Copy every one of the following entries word for word, changing nothing.

•••

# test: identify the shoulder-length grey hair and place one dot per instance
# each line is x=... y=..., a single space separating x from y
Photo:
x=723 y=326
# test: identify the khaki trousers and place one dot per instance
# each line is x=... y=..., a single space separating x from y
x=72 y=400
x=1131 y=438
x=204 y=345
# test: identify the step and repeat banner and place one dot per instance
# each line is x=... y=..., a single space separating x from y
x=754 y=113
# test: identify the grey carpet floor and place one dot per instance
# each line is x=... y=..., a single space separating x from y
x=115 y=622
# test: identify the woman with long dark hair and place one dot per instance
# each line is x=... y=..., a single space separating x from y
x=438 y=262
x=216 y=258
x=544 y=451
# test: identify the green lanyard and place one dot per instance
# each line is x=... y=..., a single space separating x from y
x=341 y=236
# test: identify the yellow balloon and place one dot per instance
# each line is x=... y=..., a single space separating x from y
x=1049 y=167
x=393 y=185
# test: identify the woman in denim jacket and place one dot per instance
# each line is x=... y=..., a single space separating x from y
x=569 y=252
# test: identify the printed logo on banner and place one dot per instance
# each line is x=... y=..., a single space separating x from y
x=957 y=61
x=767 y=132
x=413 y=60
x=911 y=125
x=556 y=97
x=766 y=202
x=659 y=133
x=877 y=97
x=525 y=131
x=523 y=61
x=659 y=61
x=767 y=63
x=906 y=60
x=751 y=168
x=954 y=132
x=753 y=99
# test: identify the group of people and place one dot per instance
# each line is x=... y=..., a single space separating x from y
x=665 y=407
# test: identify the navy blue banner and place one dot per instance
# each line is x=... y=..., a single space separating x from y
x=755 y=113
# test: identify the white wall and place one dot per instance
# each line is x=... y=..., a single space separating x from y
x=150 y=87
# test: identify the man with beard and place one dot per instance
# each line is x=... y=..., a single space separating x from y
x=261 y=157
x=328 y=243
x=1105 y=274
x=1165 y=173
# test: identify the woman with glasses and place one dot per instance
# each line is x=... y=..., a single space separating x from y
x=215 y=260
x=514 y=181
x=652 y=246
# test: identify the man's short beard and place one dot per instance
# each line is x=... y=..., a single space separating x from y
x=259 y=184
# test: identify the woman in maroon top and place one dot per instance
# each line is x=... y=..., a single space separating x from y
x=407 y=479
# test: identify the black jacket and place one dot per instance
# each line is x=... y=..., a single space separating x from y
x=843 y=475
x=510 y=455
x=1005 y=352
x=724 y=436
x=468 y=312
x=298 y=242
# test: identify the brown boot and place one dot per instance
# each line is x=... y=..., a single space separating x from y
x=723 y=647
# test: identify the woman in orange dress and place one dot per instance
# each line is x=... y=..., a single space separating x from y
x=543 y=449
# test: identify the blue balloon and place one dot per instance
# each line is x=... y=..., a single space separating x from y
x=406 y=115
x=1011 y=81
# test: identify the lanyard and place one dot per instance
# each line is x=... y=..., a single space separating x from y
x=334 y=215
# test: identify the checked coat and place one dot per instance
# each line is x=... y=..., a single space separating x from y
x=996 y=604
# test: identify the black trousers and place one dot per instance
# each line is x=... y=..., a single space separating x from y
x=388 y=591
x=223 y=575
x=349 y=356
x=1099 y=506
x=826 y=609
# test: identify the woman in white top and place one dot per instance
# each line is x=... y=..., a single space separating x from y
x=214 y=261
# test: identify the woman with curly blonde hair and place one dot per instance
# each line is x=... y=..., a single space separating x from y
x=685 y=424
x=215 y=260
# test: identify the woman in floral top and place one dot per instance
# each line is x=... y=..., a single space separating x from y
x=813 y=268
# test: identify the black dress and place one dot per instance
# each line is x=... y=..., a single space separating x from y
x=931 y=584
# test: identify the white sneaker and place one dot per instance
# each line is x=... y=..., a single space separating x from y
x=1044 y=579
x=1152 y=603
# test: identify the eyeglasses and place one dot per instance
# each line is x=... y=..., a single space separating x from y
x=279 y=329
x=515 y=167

•••

> Response to the task
# test: identify the shoulder-length grey hair and place one dot per instance
# each line is x=... y=..., a single space separating x from y
Photo:
x=723 y=326
# test: identify the khaki trousers and place one dot per instance
# each line is x=... y=..., a single space separating x from y
x=72 y=400
x=1131 y=438
x=204 y=345
# test: identify the step and repeat banner and place one dot per instance
# each line is x=... y=..., a single space separating x from y
x=754 y=113
# test: identify the grey carpet floor and place one dot per instance
# each line is x=... y=..., a single space separating x from y
x=115 y=622
# test: identify the woman with long dark hair and place one dot per instance
# each line is x=... y=..., a single space separating x from y
x=438 y=262
x=216 y=258
x=544 y=451
# test: identify the green lanyard and place one dot per instance
# each line is x=... y=..., a single space separating x from y
x=341 y=236
# test: identify the yellow balloon and place one dot per instance
# each line is x=... y=..., a single space separating x from y
x=1049 y=167
x=393 y=185
# test: identify the woman in denim jacket and place one dot per instance
# each line is x=... y=..., a single space separating x from y
x=569 y=252
# test: identify the printed logo on banner and place one dot per instance
# each line is x=... y=..., a single space separating x from y
x=957 y=61
x=767 y=132
x=413 y=60
x=911 y=125
x=556 y=97
x=766 y=202
x=659 y=133
x=877 y=97
x=525 y=131
x=523 y=61
x=659 y=61
x=767 y=63
x=906 y=60
x=751 y=168
x=954 y=132
x=753 y=99
# test: identify the group of people and place one dot per instance
# each line is x=... y=..., a single space separating x from y
x=665 y=407
# test: identify the navy blue banner and place one dot per instance
# each line is x=... y=..., a single space separating x from y
x=755 y=113
# test: identify the white wall and place one dot per instance
# each line is x=... y=..., a single space separating x from y
x=150 y=87
# test: identify the man with beard and place one dot per instance
# each line is x=... y=..., a single space separating x from y
x=261 y=157
x=328 y=243
x=1105 y=274
x=1165 y=173
# test: identify the woman with glasses and place one dot per instance
# each line is x=... y=..., a single space separating x from y
x=215 y=260
x=514 y=181
x=652 y=246
# test: identify the man's short beard and place one dot per instance
# each line is x=... y=..., a single space separating x from y
x=259 y=184
# test: identify the woman in maroon top and place one dot per instance
# each line is x=... y=..., a single space separating x from y
x=407 y=479
# test: identify the black jacket and place one dot per instance
# each line is x=... y=..., a single space separating x from y
x=843 y=475
x=510 y=455
x=1005 y=352
x=724 y=436
x=468 y=312
x=298 y=242
# test: identify the brown boot and place one dot per instance
# each line is x=... y=..., a single space separating x from y
x=723 y=647
# test: identify the woman in orange dress and place one dot per instance
# each line is x=... y=..., a single space separating x from y
x=543 y=449
# test: identify the blue balloon and place one dot per instance
# each line is x=... y=..., a single space separating x from y
x=406 y=115
x=1011 y=81
# test: identify the lanyard and place one dot per instance
# each line is x=... y=..., a single space separating x from y
x=334 y=215
# test: identify the checked coat and place one dot per instance
# each line is x=... y=..., a single space separating x from y
x=996 y=604
# test: identify the black trousers and place one dot per instance
# each line is x=... y=..., a single space separating x from y
x=388 y=591
x=223 y=575
x=349 y=356
x=1099 y=506
x=826 y=609
# test: identify the woman in white top and place one dot per instance
# each line is x=... y=..., a single space separating x from y
x=214 y=261
# test: identify the woman with curly blonde hair and place one dot per instance
# each line is x=... y=..., a single space separating x from y
x=685 y=424
x=215 y=260
# test: identify the woman in floral top and place one dot per instance
# each line is x=... y=..., a single space separating x from y
x=813 y=268
# test: identify the black dress and place one dot per instance
# each line is x=... y=..., a single space separating x from y
x=931 y=584
# test: identify the white sneaker and place one dot per instance
# each line is x=... y=..., a single space separating x from y
x=1044 y=579
x=1152 y=603
# test: identify the eyeglasses and place one dot per instance
# each line is x=... y=..., a single space separating x from y
x=279 y=329
x=515 y=167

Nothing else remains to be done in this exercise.